[What this task involves]: The output should consist solely of the line containing "Reviewer note: confirm that each instance of the green foliage" and the lines that follow it through the end of the data below.

[Recorded information]:
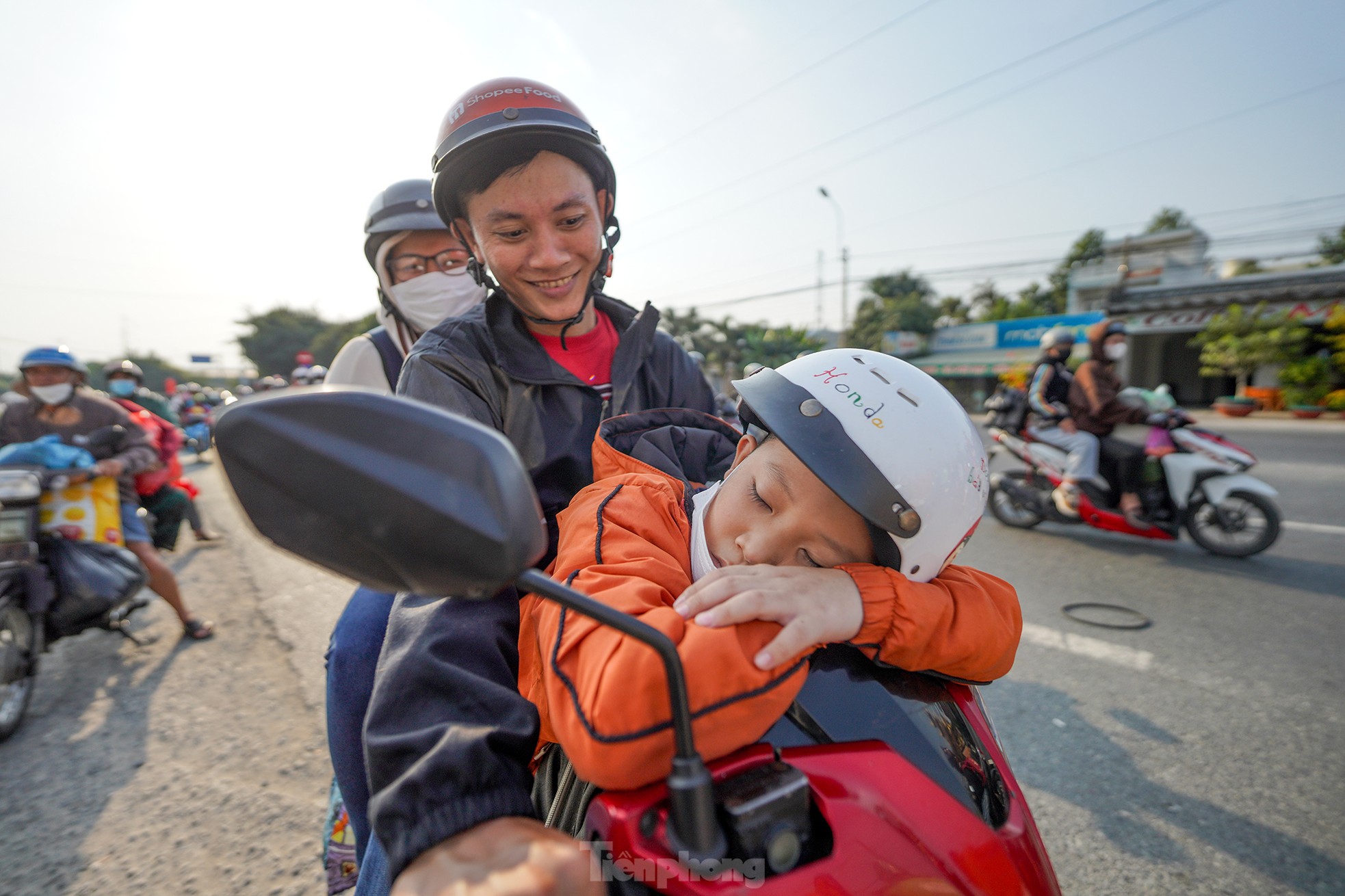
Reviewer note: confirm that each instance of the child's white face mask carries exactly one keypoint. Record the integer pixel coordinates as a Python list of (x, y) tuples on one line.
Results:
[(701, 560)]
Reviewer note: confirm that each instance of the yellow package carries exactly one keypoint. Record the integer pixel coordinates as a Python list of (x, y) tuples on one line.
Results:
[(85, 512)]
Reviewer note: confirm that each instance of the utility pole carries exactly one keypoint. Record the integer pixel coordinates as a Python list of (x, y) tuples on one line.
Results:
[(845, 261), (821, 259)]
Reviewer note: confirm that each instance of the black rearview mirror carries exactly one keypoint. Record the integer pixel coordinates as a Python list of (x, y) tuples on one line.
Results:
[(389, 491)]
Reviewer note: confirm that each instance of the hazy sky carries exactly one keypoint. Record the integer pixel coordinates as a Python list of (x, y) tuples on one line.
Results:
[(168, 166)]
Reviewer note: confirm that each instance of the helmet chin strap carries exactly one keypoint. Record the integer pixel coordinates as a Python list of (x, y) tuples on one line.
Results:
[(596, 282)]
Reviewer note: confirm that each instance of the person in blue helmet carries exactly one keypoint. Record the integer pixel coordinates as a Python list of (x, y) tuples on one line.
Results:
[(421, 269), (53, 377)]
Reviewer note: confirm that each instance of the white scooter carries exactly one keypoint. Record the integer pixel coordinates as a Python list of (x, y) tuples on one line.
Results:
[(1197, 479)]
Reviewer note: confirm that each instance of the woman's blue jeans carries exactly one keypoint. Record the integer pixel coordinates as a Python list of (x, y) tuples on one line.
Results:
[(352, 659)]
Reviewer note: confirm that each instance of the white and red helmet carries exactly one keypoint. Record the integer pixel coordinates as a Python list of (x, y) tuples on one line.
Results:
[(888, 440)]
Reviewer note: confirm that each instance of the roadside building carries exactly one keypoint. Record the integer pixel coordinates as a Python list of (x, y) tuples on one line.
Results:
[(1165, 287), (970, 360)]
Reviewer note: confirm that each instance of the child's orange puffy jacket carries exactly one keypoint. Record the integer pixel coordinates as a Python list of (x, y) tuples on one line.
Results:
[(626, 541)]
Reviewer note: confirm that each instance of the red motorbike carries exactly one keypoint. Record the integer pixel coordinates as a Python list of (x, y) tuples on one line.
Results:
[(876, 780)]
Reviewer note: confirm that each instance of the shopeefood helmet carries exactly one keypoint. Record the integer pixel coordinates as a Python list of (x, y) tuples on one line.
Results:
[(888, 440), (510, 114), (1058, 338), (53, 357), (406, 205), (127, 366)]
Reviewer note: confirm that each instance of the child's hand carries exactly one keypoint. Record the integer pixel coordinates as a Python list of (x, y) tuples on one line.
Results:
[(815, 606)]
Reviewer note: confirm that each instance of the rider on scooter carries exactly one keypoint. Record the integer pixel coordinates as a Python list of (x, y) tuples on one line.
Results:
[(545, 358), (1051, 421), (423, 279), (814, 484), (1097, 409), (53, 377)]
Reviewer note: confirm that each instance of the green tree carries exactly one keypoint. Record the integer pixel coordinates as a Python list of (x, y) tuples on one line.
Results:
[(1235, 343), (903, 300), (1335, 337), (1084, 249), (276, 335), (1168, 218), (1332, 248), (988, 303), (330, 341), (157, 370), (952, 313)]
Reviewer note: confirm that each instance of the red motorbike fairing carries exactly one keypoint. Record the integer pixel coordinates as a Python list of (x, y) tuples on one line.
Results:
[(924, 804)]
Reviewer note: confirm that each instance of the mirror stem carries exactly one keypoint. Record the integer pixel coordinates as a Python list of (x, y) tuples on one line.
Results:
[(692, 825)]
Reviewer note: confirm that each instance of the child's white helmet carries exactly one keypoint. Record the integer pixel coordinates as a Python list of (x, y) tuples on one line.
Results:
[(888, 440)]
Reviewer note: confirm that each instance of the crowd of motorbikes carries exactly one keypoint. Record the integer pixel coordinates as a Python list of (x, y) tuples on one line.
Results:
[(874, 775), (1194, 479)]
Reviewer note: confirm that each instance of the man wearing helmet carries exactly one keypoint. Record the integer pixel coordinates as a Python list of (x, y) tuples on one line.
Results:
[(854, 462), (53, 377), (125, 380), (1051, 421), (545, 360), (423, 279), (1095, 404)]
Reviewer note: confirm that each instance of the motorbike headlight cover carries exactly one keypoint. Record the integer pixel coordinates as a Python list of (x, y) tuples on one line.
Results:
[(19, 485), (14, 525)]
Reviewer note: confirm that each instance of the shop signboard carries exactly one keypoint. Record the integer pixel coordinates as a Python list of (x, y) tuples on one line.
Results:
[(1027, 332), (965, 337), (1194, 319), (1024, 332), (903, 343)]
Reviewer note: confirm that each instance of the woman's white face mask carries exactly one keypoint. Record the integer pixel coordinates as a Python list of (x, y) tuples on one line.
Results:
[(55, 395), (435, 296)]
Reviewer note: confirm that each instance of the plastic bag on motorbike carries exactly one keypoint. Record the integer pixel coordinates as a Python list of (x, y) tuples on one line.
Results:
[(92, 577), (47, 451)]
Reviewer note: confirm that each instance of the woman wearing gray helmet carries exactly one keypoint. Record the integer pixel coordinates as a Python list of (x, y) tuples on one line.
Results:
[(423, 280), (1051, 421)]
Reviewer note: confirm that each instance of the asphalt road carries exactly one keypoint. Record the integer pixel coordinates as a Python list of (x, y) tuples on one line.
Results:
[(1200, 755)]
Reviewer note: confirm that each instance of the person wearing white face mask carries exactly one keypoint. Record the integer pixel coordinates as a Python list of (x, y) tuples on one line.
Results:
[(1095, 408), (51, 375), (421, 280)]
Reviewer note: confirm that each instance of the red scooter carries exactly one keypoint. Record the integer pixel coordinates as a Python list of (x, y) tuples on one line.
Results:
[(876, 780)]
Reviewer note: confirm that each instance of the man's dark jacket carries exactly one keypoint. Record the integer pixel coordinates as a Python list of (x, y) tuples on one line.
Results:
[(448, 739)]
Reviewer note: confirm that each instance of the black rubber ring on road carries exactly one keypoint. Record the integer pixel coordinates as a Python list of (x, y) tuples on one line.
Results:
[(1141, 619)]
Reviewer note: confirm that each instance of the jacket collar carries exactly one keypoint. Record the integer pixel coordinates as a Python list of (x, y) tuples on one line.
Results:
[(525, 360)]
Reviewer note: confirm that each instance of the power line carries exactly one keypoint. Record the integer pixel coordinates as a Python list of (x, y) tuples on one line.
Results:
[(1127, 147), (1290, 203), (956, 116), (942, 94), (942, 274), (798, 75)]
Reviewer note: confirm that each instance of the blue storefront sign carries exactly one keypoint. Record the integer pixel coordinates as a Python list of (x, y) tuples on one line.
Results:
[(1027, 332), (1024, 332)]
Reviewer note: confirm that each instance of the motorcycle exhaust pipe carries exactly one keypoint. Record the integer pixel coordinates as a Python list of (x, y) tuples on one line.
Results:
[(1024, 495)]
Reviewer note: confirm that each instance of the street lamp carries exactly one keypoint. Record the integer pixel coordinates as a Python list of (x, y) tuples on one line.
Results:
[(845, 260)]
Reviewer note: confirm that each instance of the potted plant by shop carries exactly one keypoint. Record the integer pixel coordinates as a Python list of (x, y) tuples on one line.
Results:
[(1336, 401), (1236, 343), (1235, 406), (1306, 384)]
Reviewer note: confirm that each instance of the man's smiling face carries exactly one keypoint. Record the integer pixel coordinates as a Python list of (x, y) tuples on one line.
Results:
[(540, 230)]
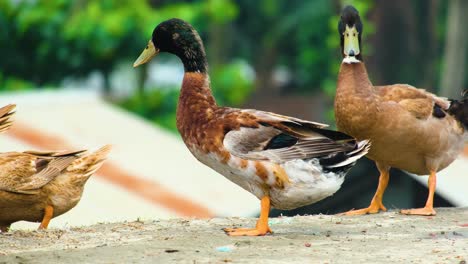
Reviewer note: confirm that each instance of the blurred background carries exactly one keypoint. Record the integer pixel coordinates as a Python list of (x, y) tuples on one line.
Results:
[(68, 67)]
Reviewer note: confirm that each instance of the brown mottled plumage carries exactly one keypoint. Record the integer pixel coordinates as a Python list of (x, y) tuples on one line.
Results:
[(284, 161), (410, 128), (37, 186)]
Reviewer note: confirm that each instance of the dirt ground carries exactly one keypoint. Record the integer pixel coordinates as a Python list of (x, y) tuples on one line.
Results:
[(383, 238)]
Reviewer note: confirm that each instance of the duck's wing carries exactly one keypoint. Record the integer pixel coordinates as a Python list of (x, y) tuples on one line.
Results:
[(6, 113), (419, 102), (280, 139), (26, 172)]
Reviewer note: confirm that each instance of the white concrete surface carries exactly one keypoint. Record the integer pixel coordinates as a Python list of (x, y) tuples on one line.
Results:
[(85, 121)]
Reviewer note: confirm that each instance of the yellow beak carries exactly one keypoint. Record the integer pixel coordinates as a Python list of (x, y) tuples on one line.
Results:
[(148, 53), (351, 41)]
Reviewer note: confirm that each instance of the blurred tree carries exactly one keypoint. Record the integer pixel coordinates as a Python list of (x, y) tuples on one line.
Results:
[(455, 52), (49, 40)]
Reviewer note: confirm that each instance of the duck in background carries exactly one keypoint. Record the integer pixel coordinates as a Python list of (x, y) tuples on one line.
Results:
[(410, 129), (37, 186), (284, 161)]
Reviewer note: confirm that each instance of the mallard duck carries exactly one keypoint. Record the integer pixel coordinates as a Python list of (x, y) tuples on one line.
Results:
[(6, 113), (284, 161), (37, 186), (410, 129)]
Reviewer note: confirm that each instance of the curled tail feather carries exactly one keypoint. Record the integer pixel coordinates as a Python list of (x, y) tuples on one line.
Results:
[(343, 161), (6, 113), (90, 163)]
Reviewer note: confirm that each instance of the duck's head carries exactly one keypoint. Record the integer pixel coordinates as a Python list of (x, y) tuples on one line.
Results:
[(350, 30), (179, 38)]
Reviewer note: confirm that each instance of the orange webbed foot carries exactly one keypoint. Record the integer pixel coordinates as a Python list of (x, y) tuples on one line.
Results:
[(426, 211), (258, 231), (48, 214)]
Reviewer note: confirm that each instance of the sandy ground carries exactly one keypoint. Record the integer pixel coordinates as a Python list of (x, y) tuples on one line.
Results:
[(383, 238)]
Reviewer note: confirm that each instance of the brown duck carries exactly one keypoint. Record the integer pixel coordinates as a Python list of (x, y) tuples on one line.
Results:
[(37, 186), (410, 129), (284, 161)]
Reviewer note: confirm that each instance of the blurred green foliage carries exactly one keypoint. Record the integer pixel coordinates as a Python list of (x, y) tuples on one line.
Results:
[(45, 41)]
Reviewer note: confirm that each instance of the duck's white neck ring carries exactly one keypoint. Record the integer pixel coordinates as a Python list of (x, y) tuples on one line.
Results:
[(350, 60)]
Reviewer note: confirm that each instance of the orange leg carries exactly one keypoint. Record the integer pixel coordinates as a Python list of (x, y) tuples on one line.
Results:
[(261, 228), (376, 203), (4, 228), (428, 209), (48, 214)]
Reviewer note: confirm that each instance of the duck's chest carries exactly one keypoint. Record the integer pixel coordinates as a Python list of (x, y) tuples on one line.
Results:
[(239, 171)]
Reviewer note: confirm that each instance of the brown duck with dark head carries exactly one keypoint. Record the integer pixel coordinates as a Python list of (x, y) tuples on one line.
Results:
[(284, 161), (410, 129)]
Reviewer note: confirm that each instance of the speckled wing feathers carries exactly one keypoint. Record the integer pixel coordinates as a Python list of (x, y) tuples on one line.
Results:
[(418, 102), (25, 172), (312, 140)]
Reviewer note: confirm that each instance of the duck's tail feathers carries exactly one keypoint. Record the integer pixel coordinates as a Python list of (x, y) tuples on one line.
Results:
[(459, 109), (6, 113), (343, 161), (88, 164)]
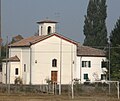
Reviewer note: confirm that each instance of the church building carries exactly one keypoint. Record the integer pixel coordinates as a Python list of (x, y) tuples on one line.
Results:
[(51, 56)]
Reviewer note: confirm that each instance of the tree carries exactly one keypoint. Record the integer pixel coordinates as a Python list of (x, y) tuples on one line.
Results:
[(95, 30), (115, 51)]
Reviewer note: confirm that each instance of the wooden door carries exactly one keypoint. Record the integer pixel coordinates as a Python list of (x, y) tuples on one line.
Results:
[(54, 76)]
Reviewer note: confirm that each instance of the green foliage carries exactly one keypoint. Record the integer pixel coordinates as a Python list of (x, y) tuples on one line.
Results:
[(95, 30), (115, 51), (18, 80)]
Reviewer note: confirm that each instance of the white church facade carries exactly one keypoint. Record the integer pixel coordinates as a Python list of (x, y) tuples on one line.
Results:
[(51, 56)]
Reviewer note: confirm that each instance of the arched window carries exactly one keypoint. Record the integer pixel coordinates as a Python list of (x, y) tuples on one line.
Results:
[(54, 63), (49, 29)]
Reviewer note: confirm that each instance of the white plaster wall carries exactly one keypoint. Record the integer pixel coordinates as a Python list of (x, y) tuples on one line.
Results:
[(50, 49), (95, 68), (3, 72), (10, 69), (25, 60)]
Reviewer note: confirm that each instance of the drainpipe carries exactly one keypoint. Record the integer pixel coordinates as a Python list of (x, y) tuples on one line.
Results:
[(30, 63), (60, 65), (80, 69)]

[Result of the exercise]:
Reviewer note: confirm that each instance of the green foliage carries exactly one keypoint. Record the integer pixel coordinates as a Python list of (x, y) tuples on one line.
Results:
[(95, 30), (115, 51), (18, 80)]
Reviewer note: confirm that each instance of the white church facade carries exactly one keypoint. Record the integer pixel coordinates as a Python list of (x, y) tuples on one line.
Results:
[(51, 56)]
Reviewer note: confirm that each instance of the arched window carries exactly one keypoint. Record the integer pixel coordinates as a Python list of (x, y) tuples on one line.
Results:
[(54, 63), (49, 29)]
Reviewer note: confirm that each instance of the white plaster wall carries exactly one keypoint. Record the integer pixel coordinates as a Python list of (x, y) tuples on one line.
Results:
[(50, 49), (95, 68), (3, 72), (10, 69), (25, 60)]
Reviewer note: confirm that each instance of the drainpipe carries exactly one keypoint. Record the integer pixel coordinates as a Python list of (x, y) tuples on one line.
Results:
[(30, 63), (60, 65), (80, 69)]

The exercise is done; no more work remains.